→ SET PROBLEM A
Answer these from the post about Castagno's Niccolo da Tolentino, marking each answer (i), (ii), (iii) on its own line:
(i) In what year did Castagno paint the fresco?
(ii) What material does Castagno make the equestrian statue appear to be?
(iii) Whose coat-of-arms does the right-hand fictive soldier hold?

== DOCUMENT SEGMENT

Sunday, October 16, 2016

CASTAGNO'S NICCOLO DA TOLENTINO



CASTAGNO'S NICCOLO DA TOLENTINO

In the last blog we talked about Uccello's fresco of the condottiere John Hawkwood (1436) in the
Florentine Cathedral aisle. To the left on the same wall, and twenty years later, in 1456, Andrea del Castagno (1419-1457) painted a fresco
of another condottiere, Niccolo da Tolentino.
The 1456 fresco was meant to serve the same purpose as the fresco by Uccello, a painted equestrian statue over a bier standing in for an actual funerary monument for the condottiere (general of a private army.) Niccolo Mauruzi da Tolentino lived from 1350 to 1435 and is buried beneath the fresco in the church.
Instead of the green color for faux bronze, Castagno paints the equestrian statue as though it were marble, and the bier beneath made of the same material.

The Latin inscription follows the laudatory formula used in the Uccello inscription but does not have an ancient precedent:

LATIN AS ON THE fictive plaque here (some letters inside other letters):
                                                HIC QVEM SVBLIMEM IN EQVO
                                                PICTVM CERNIS NICOLAVS TOLENTINAS
                                                EST INCLITVS DVX FLORENTINI EXERCITVS.
LATIN more familiar to us today:
                                                 HIC QUEM SUBLIMEM IN EQUO
                                                 PICTUM CERNIS NICOLAUS TOLENTINAS
                                             EST INCLITUS DUX FLORENTINI EXERCITUS.
ENGLISH translation (mine):
                                                 Here you can see painted high above on horseback
                                                 Niccolo da Tolentino,
                                                 Honored Leader of the Florentine Army.

The bier has two bookend fictive marble soldiers, each holding a coat-of-arms; the left one holds that of the city of Florence, the right one, the family coat-of-arms of Niccolo.
The bier seems to rest on a marble bench under which stands a fictive sculpted marble shell, perhaps a reference to his victory near the Arno River.

Niccolo da Tolentino lived in a period (1350-1435) that overlapped with the life of the man painted next to him, John Hawkwood (c. 1320-1394). Both were condottieri, men who led private armies and made contracts (condotte) with Italian city-states to protect them with their private armies, hence the name "condottieri." Both wear the hat common to representations of condottieri in the Renaissance, a hat that was usually red but made to look like green bronze in the Uccello painting and to look like white marble in the Castagno painting. Both men had reputations for being good commanders and both were hired by the Florentine Republic to defend the city: Hawkwood, from 1377 to his death in 1394, Tolentino in 1425 and again in 1431 and 1432.

====

→ SET PROBLEM B
Please list every line in the listing below that contains the word "black".

== GIVEN ENTRIES

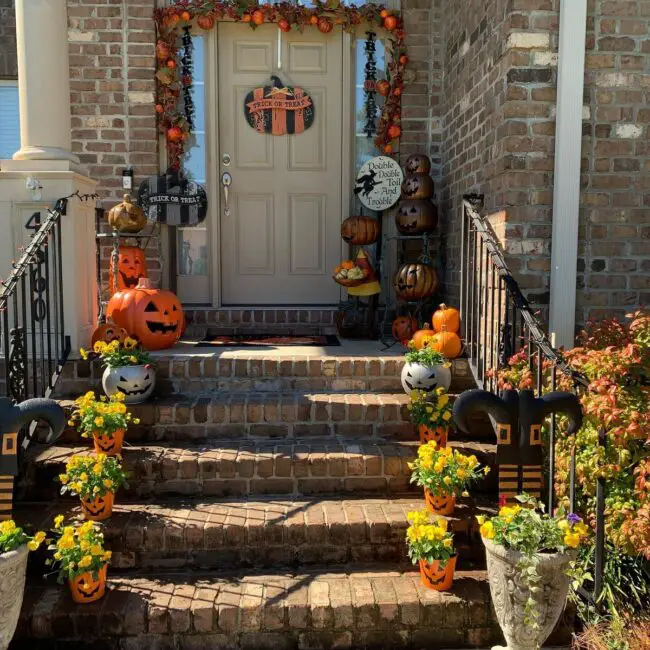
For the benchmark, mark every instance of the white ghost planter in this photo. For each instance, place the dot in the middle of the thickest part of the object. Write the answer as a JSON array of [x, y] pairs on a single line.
[[136, 382], [417, 376]]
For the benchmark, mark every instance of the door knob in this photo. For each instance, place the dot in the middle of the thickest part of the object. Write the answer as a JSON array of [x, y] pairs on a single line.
[[226, 182]]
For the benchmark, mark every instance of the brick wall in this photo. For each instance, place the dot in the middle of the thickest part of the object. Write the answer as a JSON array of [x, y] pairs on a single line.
[[8, 67], [614, 265]]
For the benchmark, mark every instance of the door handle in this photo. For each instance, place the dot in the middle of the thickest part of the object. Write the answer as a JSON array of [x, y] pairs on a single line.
[[226, 182]]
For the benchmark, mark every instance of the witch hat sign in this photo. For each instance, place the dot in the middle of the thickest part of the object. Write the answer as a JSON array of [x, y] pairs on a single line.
[[279, 109]]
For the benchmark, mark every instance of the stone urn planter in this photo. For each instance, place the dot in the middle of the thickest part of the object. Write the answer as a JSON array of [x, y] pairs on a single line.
[[12, 586], [136, 382], [510, 593], [417, 376]]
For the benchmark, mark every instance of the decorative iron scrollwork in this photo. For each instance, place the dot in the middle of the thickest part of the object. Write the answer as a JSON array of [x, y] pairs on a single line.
[[17, 370]]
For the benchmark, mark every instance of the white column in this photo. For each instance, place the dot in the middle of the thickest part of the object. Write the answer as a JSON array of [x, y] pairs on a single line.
[[43, 80], [566, 188]]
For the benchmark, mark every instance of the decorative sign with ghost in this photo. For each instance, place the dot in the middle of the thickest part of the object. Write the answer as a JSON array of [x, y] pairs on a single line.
[[378, 183], [279, 109]]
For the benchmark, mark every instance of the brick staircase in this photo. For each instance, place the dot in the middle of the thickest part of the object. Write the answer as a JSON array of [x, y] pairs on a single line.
[[266, 509]]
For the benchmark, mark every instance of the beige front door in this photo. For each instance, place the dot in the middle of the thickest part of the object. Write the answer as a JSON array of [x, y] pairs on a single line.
[[281, 237]]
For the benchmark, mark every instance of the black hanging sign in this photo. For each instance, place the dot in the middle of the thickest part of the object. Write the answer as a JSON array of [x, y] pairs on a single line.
[[173, 200], [278, 109]]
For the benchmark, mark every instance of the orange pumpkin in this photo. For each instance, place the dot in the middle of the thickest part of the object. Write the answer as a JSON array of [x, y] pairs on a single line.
[[360, 231], [404, 327], [422, 336], [433, 577], [109, 332], [85, 588], [446, 318], [131, 266], [154, 316], [447, 343], [442, 504]]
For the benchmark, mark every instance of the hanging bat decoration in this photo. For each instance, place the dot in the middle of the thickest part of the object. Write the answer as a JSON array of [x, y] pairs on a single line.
[[12, 418], [518, 417]]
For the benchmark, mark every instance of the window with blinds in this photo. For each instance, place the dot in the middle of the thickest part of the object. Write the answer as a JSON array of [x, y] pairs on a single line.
[[9, 119]]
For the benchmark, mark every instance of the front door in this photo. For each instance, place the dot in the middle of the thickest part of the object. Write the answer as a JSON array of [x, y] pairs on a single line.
[[280, 236]]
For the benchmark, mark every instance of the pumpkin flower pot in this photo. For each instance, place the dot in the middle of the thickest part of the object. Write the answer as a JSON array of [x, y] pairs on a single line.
[[431, 413], [528, 560], [105, 420], [425, 370], [14, 549], [95, 479], [445, 474], [431, 546], [79, 558]]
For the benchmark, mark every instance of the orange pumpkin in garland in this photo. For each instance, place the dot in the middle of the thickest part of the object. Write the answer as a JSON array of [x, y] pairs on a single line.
[[153, 316], [131, 266]]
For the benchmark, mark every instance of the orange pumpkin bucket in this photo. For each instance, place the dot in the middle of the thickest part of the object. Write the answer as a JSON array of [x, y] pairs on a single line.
[[439, 434], [86, 589], [99, 508], [443, 504], [433, 577], [109, 445]]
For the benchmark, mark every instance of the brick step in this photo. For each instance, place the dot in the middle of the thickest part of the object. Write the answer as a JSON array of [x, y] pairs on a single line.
[[193, 369], [343, 607], [276, 415], [224, 534], [226, 468]]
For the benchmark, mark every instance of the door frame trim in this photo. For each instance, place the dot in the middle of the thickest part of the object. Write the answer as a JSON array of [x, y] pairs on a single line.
[[213, 147]]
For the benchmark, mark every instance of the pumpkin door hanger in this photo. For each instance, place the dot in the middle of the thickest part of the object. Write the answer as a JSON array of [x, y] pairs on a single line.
[[279, 109]]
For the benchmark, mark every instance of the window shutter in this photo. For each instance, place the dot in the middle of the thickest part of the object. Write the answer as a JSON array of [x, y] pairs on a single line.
[[9, 121]]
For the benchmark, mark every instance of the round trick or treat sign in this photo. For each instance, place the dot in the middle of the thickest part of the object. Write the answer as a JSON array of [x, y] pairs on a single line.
[[378, 184]]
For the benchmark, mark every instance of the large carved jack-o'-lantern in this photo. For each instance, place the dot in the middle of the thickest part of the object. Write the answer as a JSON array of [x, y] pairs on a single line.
[[131, 266], [153, 316], [86, 588], [98, 508]]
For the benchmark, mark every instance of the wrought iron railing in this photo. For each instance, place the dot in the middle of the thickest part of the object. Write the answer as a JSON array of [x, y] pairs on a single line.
[[498, 322], [33, 341]]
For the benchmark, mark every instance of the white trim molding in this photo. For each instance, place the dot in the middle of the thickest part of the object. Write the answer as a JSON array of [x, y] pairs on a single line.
[[566, 187]]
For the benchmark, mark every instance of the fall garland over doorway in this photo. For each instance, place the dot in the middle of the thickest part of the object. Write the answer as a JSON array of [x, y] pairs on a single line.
[[173, 47]]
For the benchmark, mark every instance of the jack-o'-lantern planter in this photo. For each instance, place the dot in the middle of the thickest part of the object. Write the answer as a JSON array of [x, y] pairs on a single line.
[[127, 216], [95, 479], [434, 553], [416, 217], [413, 281], [417, 186], [131, 266], [360, 231], [86, 577], [153, 316]]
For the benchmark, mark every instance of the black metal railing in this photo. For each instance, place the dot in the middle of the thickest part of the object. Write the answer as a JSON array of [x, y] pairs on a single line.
[[497, 323], [33, 338]]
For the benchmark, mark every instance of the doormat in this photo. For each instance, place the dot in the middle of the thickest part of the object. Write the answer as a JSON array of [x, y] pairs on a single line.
[[267, 340]]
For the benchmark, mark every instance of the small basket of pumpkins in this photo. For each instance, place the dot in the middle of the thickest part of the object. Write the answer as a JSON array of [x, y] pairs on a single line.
[[348, 274]]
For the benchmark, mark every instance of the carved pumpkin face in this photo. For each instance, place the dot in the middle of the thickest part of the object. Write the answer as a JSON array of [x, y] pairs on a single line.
[[415, 281], [131, 267], [126, 216], [414, 217], [109, 332], [360, 230], [98, 508], [136, 382], [417, 163], [417, 186], [404, 327], [154, 316], [87, 588]]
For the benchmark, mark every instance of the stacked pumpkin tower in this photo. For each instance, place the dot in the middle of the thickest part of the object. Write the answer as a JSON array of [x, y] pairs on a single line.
[[415, 282]]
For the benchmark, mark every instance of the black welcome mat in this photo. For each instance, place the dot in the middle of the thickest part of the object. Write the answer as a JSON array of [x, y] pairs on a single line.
[[266, 341]]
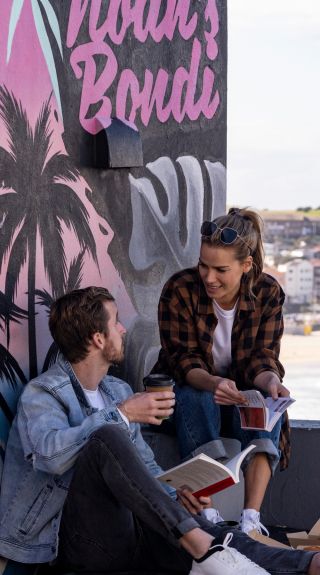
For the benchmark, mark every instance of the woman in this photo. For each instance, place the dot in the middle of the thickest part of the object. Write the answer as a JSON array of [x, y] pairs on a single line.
[[220, 327]]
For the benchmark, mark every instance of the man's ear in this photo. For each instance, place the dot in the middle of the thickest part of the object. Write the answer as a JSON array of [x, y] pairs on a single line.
[[247, 264], [98, 339]]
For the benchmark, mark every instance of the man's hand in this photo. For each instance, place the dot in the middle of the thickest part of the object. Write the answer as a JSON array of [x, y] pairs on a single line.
[[148, 407], [269, 382], [190, 502], [226, 392]]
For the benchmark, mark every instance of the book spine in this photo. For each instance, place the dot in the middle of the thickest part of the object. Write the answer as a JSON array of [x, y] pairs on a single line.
[[211, 489]]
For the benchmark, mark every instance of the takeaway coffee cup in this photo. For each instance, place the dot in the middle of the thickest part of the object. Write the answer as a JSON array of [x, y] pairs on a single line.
[[158, 382]]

====

→ TASK ANSWER A
(i) 1456
(ii) Marble
(iii) The family coat-of-arms of Niccolo

→ TASK ANSWER B
For the benchmark, mark every instance of the black hanging sign in this photo. For each instance, place the dot in the middle of the thickest part of the object. Write the answer as a JSON array of [x, y] pairs on a single line.
For the benchmark, mark every instance of the black metal railing in this photo. For each instance, place the dot in the middle of the thickest part of the object. Write the answer as a JSON array of [x, y] pairs on a single line.
For the benchmark, mark every instance of the black welcome mat in this photo. For each instance, place the dot in the middle of the thickest part of the object. Write the answer as a JSON array of [x, y] pairs on a single line.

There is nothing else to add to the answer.